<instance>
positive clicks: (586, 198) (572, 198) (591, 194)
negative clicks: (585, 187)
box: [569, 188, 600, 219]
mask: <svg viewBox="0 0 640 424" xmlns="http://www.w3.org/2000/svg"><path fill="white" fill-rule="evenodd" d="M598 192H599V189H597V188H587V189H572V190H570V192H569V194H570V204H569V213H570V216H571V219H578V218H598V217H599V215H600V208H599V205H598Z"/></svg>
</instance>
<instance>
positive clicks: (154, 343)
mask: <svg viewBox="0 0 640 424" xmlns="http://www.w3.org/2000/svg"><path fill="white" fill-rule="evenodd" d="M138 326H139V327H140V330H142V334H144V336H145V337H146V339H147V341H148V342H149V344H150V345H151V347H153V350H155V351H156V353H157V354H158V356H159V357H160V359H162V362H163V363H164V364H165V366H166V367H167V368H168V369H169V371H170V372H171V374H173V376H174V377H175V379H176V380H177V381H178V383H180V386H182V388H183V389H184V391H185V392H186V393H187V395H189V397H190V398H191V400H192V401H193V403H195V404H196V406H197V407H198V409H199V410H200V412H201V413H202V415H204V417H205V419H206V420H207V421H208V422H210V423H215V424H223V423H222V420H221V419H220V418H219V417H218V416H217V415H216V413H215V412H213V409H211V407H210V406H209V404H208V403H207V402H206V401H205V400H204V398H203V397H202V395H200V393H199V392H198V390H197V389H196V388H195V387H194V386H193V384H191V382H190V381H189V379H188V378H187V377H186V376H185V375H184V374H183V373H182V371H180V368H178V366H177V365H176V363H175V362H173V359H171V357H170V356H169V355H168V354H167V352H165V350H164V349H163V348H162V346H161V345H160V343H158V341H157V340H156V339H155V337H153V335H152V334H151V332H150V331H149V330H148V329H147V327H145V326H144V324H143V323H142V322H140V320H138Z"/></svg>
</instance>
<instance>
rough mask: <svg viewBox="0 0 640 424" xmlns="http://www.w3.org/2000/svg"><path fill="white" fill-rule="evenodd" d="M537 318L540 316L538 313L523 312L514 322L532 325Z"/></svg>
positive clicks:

**Your objective**
Set every record down again, exactly as given.

**Task answer**
<instance>
positive clicks: (586, 198) (572, 198) (591, 194)
negative clicks: (585, 187)
box: [569, 188, 600, 219]
mask: <svg viewBox="0 0 640 424" xmlns="http://www.w3.org/2000/svg"><path fill="white" fill-rule="evenodd" d="M598 192H599V189H597V188H587V189H572V190H570V192H569V194H570V204H569V213H570V216H571V219H578V218H598V217H599V215H600V208H599V205H598Z"/></svg>
</instance>
<instance>
positive clicks: (154, 343)
mask: <svg viewBox="0 0 640 424" xmlns="http://www.w3.org/2000/svg"><path fill="white" fill-rule="evenodd" d="M138 326H139V327H140V330H142V334H144V336H145V337H146V339H147V341H148V342H149V344H150V345H151V347H153V350H155V351H156V353H157V354H158V356H159V357H160V359H162V362H163V363H164V364H165V366H166V367H167V368H168V369H169V371H170V372H171V374H173V376H174V377H175V379H176V380H177V381H178V383H180V386H182V388H183V389H184V391H185V392H186V393H187V395H189V397H190V398H191V400H192V401H193V403H195V404H196V406H197V407H198V409H199V410H200V412H201V413H202V415H204V417H205V419H206V420H207V421H208V422H210V423H215V424H223V423H222V420H221V419H220V418H219V417H218V416H217V415H216V413H215V412H213V409H211V407H210V406H209V404H208V403H207V402H206V401H205V400H204V398H203V397H202V395H200V393H199V392H198V390H197V389H196V388H195V387H194V386H193V384H191V382H190V381H189V379H188V378H187V377H186V376H185V375H184V374H183V373H182V371H180V368H178V366H177V365H176V363H175V362H173V359H171V357H170V356H169V355H168V354H167V352H165V350H164V349H163V348H162V346H161V345H160V343H158V341H157V340H156V339H155V337H153V335H152V334H151V332H150V331H149V330H148V329H147V327H145V326H144V324H143V323H142V322H140V320H138Z"/></svg>
</instance>
<instance>
rough mask: <svg viewBox="0 0 640 424" xmlns="http://www.w3.org/2000/svg"><path fill="white" fill-rule="evenodd" d="M537 318L540 316L538 313L523 312L514 322L532 325Z"/></svg>
positive clicks:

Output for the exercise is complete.